[Object location annotation data]
──────────────────────────────

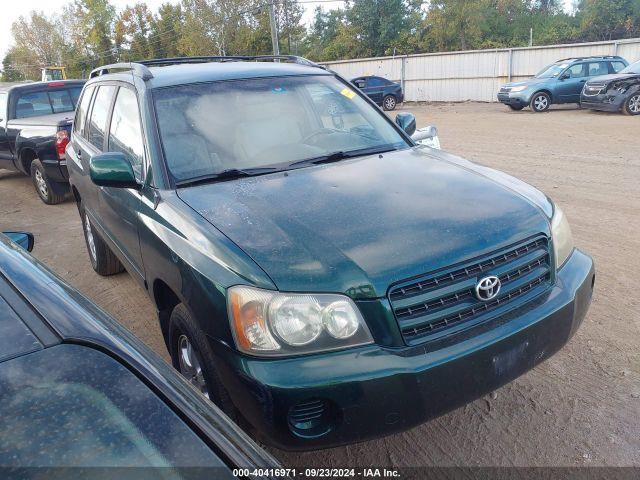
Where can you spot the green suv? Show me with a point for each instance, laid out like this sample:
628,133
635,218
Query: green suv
560,82
317,274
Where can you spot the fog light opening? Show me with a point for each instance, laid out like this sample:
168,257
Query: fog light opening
312,418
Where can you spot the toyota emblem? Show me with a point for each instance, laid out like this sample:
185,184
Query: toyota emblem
487,288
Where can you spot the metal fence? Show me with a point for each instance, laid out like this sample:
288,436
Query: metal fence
476,74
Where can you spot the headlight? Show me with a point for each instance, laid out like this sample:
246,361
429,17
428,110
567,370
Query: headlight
271,323
562,238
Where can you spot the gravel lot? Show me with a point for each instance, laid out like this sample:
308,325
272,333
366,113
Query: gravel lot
582,407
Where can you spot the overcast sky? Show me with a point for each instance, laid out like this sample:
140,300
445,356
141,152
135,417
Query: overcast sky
15,9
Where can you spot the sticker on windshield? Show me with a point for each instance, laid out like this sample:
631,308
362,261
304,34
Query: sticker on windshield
348,93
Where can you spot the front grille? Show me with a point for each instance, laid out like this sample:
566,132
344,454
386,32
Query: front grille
446,299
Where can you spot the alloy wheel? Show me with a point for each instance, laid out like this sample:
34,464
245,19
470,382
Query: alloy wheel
90,240
41,184
540,103
190,367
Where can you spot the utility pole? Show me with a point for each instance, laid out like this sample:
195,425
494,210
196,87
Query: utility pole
274,28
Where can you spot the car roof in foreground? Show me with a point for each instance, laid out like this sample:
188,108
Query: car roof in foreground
4,87
39,310
186,73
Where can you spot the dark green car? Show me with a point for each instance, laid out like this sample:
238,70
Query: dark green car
316,273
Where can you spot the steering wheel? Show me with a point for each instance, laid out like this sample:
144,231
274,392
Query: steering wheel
322,131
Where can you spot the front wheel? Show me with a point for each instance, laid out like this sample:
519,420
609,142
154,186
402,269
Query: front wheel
192,356
540,102
389,102
43,185
632,105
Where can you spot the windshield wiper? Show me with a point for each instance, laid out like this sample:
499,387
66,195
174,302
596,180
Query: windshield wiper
341,155
229,174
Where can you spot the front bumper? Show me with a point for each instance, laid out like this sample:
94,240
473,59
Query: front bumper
374,391
518,99
603,101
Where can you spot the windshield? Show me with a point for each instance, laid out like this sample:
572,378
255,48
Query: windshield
552,70
249,124
633,68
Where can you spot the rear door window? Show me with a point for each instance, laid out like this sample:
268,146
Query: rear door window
125,134
33,104
100,114
596,69
376,82
81,112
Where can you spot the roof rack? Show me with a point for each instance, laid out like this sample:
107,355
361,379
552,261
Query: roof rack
141,68
136,68
590,56
229,58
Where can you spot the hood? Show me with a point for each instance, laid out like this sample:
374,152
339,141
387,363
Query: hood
612,76
528,82
359,225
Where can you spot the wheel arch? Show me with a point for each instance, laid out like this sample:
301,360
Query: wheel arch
165,299
27,155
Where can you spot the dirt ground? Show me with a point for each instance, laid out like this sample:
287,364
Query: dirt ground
581,407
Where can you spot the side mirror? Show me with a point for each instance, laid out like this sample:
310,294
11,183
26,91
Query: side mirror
22,239
112,169
427,136
407,122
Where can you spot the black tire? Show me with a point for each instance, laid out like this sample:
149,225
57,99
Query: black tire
632,104
102,259
389,103
540,102
182,325
42,184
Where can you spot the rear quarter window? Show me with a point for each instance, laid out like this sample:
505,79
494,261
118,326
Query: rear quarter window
99,115
33,104
81,112
617,66
3,106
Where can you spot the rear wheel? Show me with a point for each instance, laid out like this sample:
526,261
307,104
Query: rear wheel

──────────────────────────────

Copy the data verbatim, starting at the line containing "Where can you spot the front wheel?" and continuing through the last line of the data, both ends included.

> _Exercise solution_
Where can you spot the front wheel? Show me with a point for each instance, laid out like this sample:
519,420
609,142
154,186
402,269
Query: front wheel
192,356
540,102
389,102
43,185
632,105
Where can you spot the windshield wiper? Show me with a point for each instance, laid out like this sample:
499,387
66,195
174,302
596,180
Query: windshield wiper
341,155
229,174
Where can you spot the front bumper? Show me with a point for each instance, laid out like this sample:
94,240
473,59
Query: front bumper
374,391
518,99
603,101
Where can you spot the windshield? Show me with a point for each instance, laid out like this sample:
572,378
255,48
Query: windshield
552,70
249,124
633,68
Where can you spot the rear door window? Show me with a point for each instance, laid out like this sample:
268,146
Query: rear door window
125,134
33,104
100,114
596,69
376,82
81,112
Where can you spot the roof rack? Show me with a point for each instance, laid out like this sample:
107,355
361,379
552,261
Query: roof rack
141,68
136,68
590,56
229,58
Where can you spot the hood? Show me with a point for each instance, laid out like this sample:
374,152
339,141
387,363
Query: hood
612,76
528,82
359,225
Where can you spot the wheel arch? Show me with a point for each instance, laid out like this sample:
301,360
Query: wheel arch
165,299
27,155
Where can you spot the dirt ground? Show me with a point for each instance, laid out like this sample:
287,364
Query: dirt ground
581,407
Where can you spot the side mirror? Show me with a point for each instance, laid out like this sample:
310,294
11,183
26,91
Query: side mirror
22,239
112,169
427,136
407,122
Where can you spot the black tire? Show me with a point for each instance, laid out like this sample:
149,225
57,99
Query: black tire
632,104
102,259
389,103
540,102
182,325
42,184
Where can you spot the rear quarter window? Show me with a point for each instance, laid out like this sample:
505,79
494,261
118,326
Query: rear quarter window
99,115
33,104
81,112
617,66
3,106
Where can you spot the rear wheel? Show me with a point for each instance, laid out like this sample:
526,261
307,104
Query: rear wheel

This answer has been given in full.